** START Supplied records **
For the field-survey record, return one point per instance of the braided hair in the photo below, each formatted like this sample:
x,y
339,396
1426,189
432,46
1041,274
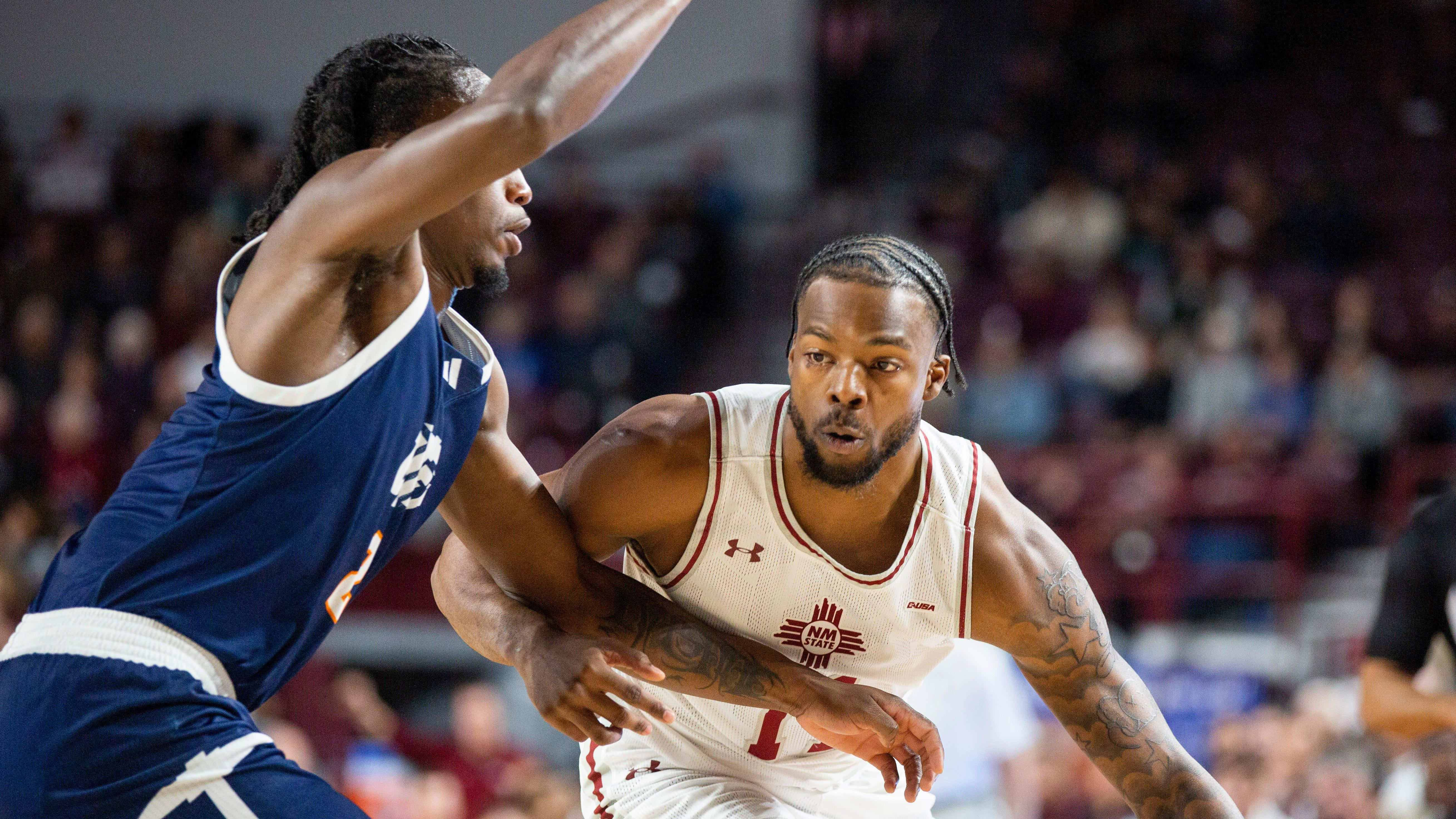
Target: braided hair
x,y
365,97
884,262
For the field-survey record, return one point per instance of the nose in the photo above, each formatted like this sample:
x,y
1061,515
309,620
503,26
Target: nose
x,y
516,190
847,387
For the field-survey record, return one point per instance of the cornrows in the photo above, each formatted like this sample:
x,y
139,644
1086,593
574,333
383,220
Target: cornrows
x,y
884,262
366,95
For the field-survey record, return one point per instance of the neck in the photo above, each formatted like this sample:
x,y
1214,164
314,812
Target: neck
x,y
863,527
440,291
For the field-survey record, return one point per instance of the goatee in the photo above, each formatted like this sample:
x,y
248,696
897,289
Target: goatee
x,y
491,282
854,476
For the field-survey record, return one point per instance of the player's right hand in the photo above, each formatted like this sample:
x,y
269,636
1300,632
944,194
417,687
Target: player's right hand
x,y
880,729
568,680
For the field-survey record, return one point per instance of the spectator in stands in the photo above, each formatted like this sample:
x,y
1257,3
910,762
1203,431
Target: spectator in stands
x,y
72,176
1361,401
480,753
1283,400
979,702
117,279
1110,356
1344,783
1072,222
36,368
1007,400
1245,777
1219,387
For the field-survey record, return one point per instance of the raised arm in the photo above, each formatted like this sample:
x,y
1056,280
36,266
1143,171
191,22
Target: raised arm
x,y
1030,598
641,478
375,200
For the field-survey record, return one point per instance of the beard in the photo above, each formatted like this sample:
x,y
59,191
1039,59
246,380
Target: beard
x,y
851,476
491,282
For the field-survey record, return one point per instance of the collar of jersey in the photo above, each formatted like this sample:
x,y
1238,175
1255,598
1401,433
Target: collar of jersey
x,y
318,390
781,500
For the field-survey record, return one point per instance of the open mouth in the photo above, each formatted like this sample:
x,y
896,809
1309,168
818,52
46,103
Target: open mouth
x,y
841,439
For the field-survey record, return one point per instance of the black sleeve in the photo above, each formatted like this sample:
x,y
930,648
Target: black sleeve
x,y
1413,604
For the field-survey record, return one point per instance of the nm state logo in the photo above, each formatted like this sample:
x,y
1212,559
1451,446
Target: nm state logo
x,y
820,636
413,480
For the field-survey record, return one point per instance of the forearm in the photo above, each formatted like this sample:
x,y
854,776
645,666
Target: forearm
x,y
487,618
1391,704
697,659
1068,656
570,77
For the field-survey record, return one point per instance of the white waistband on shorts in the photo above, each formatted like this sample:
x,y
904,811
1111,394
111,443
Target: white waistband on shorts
x,y
117,636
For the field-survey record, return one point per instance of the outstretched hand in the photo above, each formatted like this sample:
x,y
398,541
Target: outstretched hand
x,y
568,680
880,729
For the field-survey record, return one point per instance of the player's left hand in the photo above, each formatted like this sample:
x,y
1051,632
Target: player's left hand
x,y
880,729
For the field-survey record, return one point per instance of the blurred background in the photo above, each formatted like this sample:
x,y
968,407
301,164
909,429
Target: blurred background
x,y
1205,267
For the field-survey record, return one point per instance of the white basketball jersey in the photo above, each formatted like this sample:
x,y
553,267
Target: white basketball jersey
x,y
752,570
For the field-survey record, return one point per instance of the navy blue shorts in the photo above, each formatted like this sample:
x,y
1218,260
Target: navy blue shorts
x,y
85,738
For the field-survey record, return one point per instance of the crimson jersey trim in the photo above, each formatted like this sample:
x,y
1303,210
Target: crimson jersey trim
x,y
973,502
775,461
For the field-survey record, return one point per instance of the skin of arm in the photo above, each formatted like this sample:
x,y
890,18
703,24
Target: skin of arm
x,y
1031,601
365,210
643,478
1391,704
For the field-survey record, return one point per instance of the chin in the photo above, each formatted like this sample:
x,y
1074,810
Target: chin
x,y
491,280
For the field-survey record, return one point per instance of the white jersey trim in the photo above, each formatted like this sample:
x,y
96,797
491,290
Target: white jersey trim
x,y
715,478
318,390
803,540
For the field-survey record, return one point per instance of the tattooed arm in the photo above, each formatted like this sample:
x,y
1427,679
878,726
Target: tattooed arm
x,y
641,482
1030,598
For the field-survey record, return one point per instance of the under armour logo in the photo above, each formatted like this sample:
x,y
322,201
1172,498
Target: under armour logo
x,y
418,468
753,553
652,769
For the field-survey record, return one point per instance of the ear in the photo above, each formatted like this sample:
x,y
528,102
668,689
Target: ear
x,y
935,377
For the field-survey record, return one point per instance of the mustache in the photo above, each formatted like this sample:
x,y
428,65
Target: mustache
x,y
841,416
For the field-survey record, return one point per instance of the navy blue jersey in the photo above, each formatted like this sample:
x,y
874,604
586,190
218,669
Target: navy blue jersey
x,y
260,511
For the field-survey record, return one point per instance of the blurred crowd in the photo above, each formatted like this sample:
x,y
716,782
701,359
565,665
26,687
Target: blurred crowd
x,y
1205,267
1205,260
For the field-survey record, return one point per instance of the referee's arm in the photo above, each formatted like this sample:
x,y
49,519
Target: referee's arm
x,y
1413,611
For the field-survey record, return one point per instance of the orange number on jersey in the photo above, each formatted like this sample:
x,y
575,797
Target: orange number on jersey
x,y
344,592
768,745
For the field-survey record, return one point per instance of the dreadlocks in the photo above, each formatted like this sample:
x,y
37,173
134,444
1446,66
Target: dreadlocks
x,y
884,262
369,94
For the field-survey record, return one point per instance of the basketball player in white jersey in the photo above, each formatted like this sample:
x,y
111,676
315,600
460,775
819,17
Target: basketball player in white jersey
x,y
829,522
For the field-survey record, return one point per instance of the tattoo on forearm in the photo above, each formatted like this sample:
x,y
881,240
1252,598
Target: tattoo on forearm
x,y
686,650
1066,653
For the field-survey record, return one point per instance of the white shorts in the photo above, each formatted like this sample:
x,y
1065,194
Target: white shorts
x,y
627,783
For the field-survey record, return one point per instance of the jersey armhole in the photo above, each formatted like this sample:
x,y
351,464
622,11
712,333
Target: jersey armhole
x,y
973,502
715,478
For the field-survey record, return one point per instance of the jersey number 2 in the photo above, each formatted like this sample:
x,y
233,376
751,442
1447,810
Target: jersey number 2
x,y
768,745
344,592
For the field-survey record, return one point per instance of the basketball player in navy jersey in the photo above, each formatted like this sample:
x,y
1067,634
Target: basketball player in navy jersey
x,y
347,403
826,519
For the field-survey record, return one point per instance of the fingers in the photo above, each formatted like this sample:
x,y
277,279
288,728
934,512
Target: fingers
x,y
921,735
910,761
630,691
887,769
618,715
631,661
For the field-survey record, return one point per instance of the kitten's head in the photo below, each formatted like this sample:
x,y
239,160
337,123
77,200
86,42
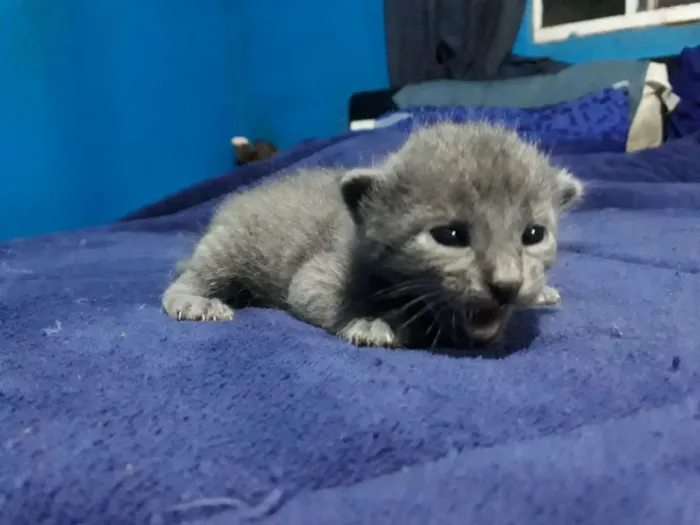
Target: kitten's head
x,y
465,216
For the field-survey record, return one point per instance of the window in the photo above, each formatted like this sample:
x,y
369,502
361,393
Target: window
x,y
555,20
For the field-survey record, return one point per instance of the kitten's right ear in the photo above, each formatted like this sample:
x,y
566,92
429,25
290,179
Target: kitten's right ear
x,y
357,184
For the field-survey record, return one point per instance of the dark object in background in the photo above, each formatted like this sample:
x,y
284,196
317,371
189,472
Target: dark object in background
x,y
247,152
456,39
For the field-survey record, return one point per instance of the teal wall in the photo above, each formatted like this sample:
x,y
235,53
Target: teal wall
x,y
306,58
107,105
640,43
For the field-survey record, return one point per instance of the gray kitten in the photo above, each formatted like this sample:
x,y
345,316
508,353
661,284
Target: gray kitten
x,y
437,244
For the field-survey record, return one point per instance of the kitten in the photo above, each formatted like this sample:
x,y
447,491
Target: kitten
x,y
440,242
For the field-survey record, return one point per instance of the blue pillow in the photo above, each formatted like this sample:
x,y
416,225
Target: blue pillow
x,y
596,122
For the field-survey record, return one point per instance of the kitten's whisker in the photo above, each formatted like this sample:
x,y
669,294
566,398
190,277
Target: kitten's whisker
x,y
401,288
421,312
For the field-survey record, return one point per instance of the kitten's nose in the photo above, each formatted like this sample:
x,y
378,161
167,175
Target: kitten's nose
x,y
505,292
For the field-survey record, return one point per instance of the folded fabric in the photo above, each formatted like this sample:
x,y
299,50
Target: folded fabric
x,y
531,92
594,122
685,79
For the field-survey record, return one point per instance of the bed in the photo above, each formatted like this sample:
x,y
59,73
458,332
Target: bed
x,y
112,413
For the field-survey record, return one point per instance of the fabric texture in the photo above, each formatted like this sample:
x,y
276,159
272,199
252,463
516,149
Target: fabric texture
x,y
460,39
112,413
532,92
595,122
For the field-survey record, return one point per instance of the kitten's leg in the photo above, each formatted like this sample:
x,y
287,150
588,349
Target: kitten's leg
x,y
548,296
316,294
193,295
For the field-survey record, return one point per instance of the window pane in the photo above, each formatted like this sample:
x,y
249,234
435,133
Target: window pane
x,y
555,12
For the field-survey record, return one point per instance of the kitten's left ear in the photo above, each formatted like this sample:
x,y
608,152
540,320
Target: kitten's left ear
x,y
569,189
357,184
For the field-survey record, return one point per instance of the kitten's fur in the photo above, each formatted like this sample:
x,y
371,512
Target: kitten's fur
x,y
352,251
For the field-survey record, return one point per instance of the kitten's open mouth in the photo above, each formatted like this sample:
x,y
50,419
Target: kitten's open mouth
x,y
483,324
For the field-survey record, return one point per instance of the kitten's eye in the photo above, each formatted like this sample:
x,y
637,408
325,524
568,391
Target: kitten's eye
x,y
533,234
451,235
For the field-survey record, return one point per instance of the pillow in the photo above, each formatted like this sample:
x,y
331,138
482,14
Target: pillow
x,y
530,92
592,123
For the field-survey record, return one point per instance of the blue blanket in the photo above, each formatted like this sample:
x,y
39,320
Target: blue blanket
x,y
112,413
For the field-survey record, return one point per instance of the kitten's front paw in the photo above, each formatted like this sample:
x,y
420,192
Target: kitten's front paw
x,y
369,332
548,297
195,308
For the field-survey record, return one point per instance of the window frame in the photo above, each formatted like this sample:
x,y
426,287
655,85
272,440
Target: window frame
x,y
633,20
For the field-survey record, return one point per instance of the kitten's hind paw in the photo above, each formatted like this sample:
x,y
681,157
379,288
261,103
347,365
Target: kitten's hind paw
x,y
369,332
548,297
185,307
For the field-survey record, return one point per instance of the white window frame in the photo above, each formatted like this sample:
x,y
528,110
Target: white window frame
x,y
631,20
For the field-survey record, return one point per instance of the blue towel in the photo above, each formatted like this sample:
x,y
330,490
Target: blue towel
x,y
595,122
685,80
113,413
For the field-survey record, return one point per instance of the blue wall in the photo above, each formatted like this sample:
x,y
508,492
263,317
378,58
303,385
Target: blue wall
x,y
306,58
640,43
107,105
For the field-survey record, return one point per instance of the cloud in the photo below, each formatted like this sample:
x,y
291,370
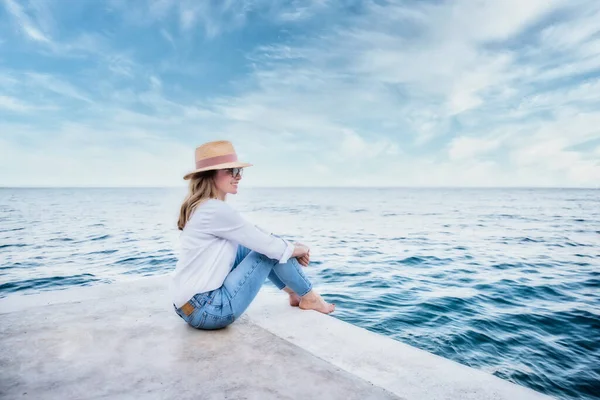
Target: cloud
x,y
25,22
421,94
12,104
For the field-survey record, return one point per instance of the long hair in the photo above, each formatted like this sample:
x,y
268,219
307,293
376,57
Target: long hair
x,y
202,187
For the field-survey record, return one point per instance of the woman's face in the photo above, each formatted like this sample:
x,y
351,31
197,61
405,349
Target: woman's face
x,y
227,181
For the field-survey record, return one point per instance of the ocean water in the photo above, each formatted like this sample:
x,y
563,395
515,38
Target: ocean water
x,y
503,280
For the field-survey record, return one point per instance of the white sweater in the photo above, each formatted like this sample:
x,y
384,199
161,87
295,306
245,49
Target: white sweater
x,y
209,244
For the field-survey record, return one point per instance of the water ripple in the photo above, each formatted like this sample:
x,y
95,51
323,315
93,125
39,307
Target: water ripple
x,y
507,281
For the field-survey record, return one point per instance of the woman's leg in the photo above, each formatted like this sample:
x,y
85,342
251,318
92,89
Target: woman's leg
x,y
242,252
245,280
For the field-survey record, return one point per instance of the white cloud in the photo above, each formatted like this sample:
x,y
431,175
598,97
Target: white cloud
x,y
25,23
469,147
12,104
419,94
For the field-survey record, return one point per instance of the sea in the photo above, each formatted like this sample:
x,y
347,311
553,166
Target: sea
x,y
503,280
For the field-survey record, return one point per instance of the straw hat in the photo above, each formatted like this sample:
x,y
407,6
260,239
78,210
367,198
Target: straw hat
x,y
216,155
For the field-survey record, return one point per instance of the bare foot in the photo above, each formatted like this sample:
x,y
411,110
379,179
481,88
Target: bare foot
x,y
294,300
314,301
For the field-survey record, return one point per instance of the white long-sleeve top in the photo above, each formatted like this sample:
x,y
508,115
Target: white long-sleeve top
x,y
208,246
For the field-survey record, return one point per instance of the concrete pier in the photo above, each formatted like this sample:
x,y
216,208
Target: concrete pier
x,y
124,340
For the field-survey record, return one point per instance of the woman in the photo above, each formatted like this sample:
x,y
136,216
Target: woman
x,y
224,258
** END Supplied records **
— What is needed —
Set down, word for word, the stretch of rows from the line containing "the woman's leg" through the last line of the rows, including both ends.

— Exercise response —
For the field-survey record, return one point per instance of the woman's leg in the photo above, each formatted like this sample:
x,y
85,342
251,318
92,89
Target: woman's leg
x,y
242,252
245,280
For the field-survey record, return one point per instance of the white cloud in the photo above, each formatted like this sample:
x,y
431,175
598,97
Target: white cloud
x,y
25,23
469,147
12,104
419,94
For the field-survey record, return one point per instance of the sea in the photo above, each formatted like this sample:
x,y
347,311
553,166
Target: sea
x,y
503,280
For the field-survey record, return one point per instance of the straw hat in the photo above, each formatted like this sample:
x,y
407,6
260,239
78,210
367,198
Target: straw hat
x,y
216,155
For the field-survey record, return one point per instance of the bare foot in the photo above, each formatted like this sample:
x,y
411,110
379,179
481,88
Target: bare foot
x,y
294,300
314,301
For the field-survey record, return one point per instance of the white long-sleeve top in the photo above, each formatted like this sample:
x,y
508,115
Target: white long-sleeve top
x,y
208,246
For the field-survey record, return one point per instance of the concrete pier in the photo above, each formatted like this sample:
x,y
216,208
Target: concrete pier
x,y
124,340
For the field-survey record, return one point per instance of the woman in the photo above, each formatted like this sample:
x,y
136,216
Target: woman
x,y
224,258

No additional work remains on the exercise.